= PROMPT 1 =
Quote the stretch of the passage on the historicity of the Buddha from "This is a clear" through "real historical figures." word for word.

= SELECTED TEXT =
--- start ---

The Asokan edicts are not evidence of the historicity of the Buddha. At best, they reflect beliefs about the Buddha from a later period, as expressed by a latter-day Buddhist convert, who dedicated his early life to brutal wars of conquest and had a lot of bad karma to make up for.

This is a clear example of Levman making a hypothetical inference based on the Asokan corpus and treating his inference as a "historical fact" based on his pre-existing belief in the historicity of the Buddha. By the way, no one argues against the idea of a community of Buddhists existing in the third century BCE. This is a historical fact. Levman's (2019: 29) next argument is:

The presumed historical existence of the Buddha is reflected in many of the early suttas where the Buddha is situated in actual historical places alongside real historical figures.

--- end ---

= PROMPT 2 =
Pick out and copy every line of the records below that contains the string "waist", treating uppercase and lowercase letters as distinct.

= Coordinate labeling data =
--- start ---

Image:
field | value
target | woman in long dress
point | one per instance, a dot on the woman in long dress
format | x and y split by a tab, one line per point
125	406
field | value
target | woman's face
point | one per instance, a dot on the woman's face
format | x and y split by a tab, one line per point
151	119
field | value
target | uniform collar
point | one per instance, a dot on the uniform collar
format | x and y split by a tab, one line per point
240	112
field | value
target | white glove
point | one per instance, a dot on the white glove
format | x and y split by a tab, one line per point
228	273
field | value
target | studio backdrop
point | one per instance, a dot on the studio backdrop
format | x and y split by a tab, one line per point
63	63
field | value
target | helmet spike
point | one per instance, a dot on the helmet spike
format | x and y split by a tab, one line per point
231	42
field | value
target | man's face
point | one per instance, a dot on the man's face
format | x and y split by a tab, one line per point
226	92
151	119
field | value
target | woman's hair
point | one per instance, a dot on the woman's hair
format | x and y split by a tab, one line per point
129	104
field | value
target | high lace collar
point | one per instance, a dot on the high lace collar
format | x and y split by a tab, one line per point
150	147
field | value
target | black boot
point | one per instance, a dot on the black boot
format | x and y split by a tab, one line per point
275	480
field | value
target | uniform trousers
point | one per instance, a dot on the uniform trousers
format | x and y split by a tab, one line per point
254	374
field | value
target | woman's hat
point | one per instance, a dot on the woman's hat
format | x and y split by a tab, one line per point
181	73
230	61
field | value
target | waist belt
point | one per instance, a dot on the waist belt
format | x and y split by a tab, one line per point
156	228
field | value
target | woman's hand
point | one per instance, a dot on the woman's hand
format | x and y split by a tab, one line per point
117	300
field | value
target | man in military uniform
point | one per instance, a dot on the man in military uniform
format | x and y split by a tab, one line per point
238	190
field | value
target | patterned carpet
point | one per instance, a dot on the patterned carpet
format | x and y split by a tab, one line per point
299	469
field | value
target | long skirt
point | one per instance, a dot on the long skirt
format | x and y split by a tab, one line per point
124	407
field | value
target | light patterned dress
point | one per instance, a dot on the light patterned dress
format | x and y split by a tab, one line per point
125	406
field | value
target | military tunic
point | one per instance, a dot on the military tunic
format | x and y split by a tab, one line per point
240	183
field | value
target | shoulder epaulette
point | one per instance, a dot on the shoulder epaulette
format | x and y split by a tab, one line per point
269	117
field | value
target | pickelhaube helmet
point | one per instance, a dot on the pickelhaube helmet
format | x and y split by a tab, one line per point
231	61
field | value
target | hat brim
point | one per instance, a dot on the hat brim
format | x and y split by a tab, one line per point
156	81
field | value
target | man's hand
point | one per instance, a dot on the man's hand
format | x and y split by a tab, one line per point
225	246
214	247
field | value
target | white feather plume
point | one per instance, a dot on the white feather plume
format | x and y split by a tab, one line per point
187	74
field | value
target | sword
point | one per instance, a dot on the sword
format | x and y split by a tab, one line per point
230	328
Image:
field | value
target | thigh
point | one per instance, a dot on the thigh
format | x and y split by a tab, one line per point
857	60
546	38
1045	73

--- end ---

= COMPLETE ANSWER 1 =
This is a clear example of Levman making a hypothetical inference based on the Asokan corpus and treating his inference as a "historical fact" based on his pre-existing belief in the historicity of the Buddha. By the way, no one argues against the idea of a community of Buddhists existing in the third century BCE. This is a historical fact. Levman's (2019: 29) next argument is:

The presumed historical existence of the Buddha is reflected in many of the early suttas where the Buddha is situated in actual historical places alongside real historical figures.

= COMPLETE ANSWER 2 =
target | waist belt
point | one per instance, a dot on the waist belt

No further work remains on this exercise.